# YOUR ASSIGNMENT
Look through the data below, tally the lines where "pole" occurs, and write the total alone.

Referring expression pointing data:
-- Opening Marker --
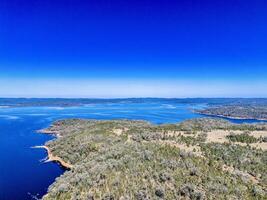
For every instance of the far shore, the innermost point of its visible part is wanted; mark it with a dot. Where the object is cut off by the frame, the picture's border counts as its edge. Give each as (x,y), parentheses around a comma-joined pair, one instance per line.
(231,117)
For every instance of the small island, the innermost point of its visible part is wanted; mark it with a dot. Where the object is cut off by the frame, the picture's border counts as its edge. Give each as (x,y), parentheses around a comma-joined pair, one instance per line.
(196,159)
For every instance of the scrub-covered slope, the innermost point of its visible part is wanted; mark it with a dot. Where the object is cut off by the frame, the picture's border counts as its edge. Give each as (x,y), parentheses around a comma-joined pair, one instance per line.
(137,160)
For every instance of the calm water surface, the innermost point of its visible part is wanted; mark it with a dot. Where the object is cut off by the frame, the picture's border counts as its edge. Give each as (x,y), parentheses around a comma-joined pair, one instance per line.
(24,175)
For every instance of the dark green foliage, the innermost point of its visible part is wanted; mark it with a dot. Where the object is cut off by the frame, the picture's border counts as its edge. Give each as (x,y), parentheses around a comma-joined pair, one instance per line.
(109,166)
(244,138)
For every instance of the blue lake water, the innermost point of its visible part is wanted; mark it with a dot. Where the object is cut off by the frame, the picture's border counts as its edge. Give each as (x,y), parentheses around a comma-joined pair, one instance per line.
(23,174)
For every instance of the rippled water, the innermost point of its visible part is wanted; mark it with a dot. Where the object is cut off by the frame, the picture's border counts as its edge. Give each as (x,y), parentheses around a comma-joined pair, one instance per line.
(23,174)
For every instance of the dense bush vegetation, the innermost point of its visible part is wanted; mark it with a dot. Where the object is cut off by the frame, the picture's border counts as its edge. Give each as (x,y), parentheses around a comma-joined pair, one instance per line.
(132,165)
(244,138)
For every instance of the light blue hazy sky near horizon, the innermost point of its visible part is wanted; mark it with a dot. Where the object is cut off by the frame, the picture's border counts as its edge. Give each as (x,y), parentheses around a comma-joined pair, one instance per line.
(160,48)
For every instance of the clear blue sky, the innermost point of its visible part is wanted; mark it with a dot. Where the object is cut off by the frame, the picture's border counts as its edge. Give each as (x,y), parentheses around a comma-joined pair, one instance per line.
(133,48)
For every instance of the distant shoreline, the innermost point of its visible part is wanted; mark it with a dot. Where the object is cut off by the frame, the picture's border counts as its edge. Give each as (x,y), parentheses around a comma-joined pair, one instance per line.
(230,117)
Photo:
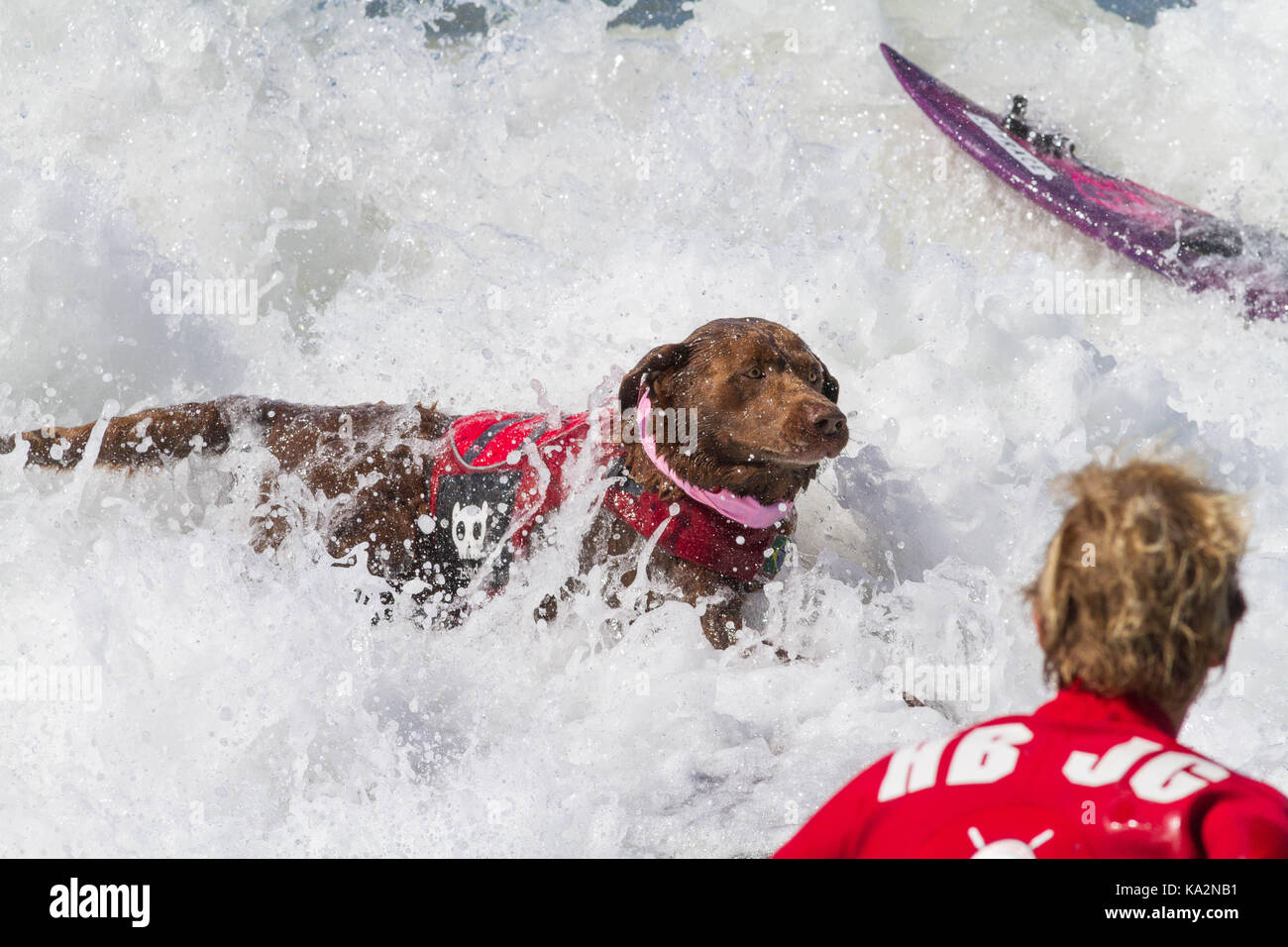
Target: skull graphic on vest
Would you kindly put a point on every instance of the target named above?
(472, 515)
(469, 530)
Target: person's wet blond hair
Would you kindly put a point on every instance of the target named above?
(1140, 592)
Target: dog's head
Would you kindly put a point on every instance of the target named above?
(764, 406)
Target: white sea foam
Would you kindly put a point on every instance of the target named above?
(510, 223)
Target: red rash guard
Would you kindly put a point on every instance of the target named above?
(1083, 776)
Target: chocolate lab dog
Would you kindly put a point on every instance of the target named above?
(446, 502)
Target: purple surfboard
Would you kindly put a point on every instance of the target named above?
(1184, 244)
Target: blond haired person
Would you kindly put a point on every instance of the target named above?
(1136, 602)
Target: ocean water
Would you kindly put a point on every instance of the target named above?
(511, 221)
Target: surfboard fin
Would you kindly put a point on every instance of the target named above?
(1044, 144)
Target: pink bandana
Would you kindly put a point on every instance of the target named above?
(741, 509)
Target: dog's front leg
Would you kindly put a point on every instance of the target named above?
(145, 438)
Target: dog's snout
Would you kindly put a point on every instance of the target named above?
(827, 420)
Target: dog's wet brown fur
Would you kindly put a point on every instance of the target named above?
(765, 410)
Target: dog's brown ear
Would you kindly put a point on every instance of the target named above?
(831, 386)
(662, 359)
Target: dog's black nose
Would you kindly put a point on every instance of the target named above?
(827, 420)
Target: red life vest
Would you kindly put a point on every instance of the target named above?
(1083, 776)
(500, 474)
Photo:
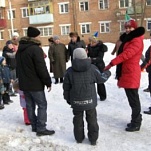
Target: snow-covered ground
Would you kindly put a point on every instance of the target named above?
(113, 116)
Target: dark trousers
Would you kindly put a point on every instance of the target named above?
(5, 96)
(101, 91)
(38, 122)
(78, 122)
(134, 102)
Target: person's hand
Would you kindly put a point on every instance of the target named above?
(49, 89)
(107, 67)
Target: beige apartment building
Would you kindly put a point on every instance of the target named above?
(60, 17)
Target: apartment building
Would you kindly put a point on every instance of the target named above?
(59, 17)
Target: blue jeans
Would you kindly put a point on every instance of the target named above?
(38, 98)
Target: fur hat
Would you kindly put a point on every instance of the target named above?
(1, 60)
(131, 23)
(8, 42)
(71, 34)
(55, 37)
(79, 53)
(33, 32)
(15, 34)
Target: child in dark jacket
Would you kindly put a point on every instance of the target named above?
(80, 93)
(6, 78)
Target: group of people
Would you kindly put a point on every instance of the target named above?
(87, 68)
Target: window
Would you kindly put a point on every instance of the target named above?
(149, 25)
(63, 8)
(125, 3)
(104, 27)
(25, 31)
(39, 7)
(24, 12)
(11, 13)
(85, 28)
(122, 27)
(1, 34)
(45, 31)
(84, 6)
(65, 29)
(148, 2)
(103, 4)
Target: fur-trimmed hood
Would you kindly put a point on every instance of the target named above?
(26, 42)
(133, 34)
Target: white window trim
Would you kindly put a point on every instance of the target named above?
(100, 22)
(22, 11)
(1, 31)
(63, 3)
(85, 24)
(13, 9)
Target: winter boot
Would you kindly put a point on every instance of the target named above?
(56, 81)
(61, 80)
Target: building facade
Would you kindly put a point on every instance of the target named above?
(60, 17)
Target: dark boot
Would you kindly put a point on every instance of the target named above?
(46, 132)
(133, 128)
(56, 80)
(148, 112)
(61, 80)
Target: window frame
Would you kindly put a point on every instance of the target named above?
(104, 6)
(67, 31)
(64, 8)
(84, 4)
(105, 26)
(85, 25)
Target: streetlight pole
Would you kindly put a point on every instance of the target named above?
(11, 17)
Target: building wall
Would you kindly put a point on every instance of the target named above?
(94, 15)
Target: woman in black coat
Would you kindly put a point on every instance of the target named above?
(96, 50)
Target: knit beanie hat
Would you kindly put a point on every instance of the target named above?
(8, 42)
(79, 53)
(1, 60)
(131, 23)
(32, 32)
(55, 37)
(15, 34)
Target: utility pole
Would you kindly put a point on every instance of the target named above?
-- Closing Marker --
# PROBLEM SOLUTION
2